Material to process:
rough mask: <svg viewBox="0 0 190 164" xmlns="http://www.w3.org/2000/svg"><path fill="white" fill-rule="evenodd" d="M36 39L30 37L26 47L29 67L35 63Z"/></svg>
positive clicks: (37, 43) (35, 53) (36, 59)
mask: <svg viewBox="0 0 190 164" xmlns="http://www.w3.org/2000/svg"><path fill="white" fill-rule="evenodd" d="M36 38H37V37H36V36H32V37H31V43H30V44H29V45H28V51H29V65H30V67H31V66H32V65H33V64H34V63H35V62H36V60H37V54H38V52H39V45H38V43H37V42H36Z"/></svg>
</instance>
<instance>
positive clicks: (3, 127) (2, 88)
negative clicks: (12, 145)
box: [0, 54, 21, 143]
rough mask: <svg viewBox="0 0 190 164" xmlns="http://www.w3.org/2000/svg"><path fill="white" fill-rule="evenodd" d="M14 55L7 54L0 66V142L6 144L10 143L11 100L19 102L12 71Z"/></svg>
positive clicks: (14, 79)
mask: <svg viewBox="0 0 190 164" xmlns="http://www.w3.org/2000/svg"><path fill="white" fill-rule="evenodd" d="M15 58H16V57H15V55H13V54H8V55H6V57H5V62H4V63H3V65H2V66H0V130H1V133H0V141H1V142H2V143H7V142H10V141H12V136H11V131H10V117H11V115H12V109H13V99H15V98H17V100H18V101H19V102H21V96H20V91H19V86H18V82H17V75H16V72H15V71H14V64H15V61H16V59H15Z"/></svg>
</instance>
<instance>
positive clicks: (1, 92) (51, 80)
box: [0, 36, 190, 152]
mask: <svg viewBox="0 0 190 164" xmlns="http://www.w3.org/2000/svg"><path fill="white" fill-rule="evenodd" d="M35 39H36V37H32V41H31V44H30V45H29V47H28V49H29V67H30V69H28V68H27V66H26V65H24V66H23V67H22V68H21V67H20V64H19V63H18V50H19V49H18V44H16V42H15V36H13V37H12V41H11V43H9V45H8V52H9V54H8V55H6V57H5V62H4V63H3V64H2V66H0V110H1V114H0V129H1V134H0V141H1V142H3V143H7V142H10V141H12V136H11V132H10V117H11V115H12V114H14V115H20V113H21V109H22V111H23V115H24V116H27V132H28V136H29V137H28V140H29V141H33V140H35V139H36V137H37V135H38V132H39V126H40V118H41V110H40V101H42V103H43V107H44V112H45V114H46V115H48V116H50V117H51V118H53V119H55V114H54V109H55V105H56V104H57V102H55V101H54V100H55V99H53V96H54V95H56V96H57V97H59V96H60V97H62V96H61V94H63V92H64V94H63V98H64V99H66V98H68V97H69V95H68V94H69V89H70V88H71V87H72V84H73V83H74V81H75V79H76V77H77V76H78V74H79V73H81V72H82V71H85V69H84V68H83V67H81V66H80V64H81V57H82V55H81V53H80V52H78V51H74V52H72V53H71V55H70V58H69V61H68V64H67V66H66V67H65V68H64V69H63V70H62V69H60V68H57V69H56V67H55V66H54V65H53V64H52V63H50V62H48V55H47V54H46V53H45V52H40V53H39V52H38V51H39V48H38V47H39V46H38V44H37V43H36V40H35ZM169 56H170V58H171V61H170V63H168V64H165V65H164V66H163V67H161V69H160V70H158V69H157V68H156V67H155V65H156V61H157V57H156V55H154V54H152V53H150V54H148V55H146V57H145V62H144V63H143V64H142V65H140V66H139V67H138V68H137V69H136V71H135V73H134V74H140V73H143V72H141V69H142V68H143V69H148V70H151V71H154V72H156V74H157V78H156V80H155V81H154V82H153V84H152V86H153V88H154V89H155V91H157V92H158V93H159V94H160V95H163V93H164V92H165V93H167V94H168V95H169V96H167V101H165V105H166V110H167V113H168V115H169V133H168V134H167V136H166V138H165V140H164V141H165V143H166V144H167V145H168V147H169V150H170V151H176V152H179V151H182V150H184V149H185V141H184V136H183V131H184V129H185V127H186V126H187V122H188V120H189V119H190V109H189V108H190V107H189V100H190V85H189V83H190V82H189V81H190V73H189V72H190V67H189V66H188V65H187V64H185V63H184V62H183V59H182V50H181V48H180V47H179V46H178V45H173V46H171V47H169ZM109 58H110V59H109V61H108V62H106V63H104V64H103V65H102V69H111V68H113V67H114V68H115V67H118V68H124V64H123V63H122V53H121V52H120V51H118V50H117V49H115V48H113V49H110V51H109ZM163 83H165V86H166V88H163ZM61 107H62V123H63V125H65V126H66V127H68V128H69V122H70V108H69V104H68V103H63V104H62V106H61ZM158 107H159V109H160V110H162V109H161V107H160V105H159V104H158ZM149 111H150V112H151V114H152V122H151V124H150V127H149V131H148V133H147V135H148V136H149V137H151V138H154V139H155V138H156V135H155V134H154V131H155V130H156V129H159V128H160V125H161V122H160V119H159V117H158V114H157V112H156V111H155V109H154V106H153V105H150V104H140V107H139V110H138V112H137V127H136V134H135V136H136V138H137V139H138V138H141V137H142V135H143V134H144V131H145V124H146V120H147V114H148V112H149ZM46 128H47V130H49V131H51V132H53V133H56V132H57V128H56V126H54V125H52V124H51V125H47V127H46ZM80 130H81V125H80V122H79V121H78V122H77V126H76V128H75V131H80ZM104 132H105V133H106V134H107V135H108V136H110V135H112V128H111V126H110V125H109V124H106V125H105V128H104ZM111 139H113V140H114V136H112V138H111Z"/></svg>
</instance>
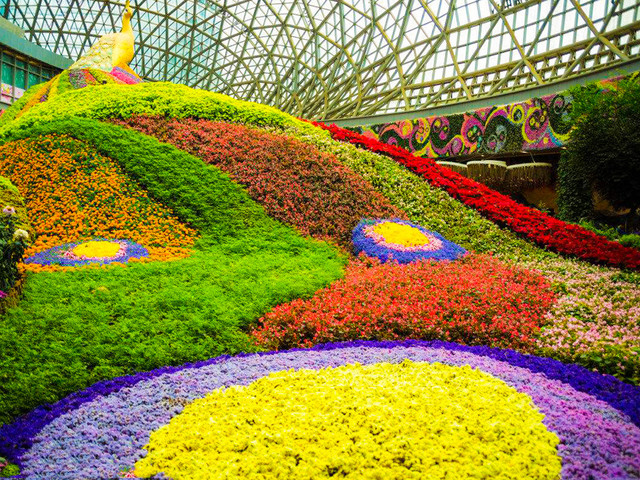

Instructions for the task:
Show every line of the items above that contains the word "clicks".

Written solution:
positive clicks: (37, 43) (35, 53) (36, 59)
positive clicks: (3, 127) (2, 88)
negative clicks: (12, 145)
positive clicks: (14, 79)
positive clicks: (1, 92) (51, 80)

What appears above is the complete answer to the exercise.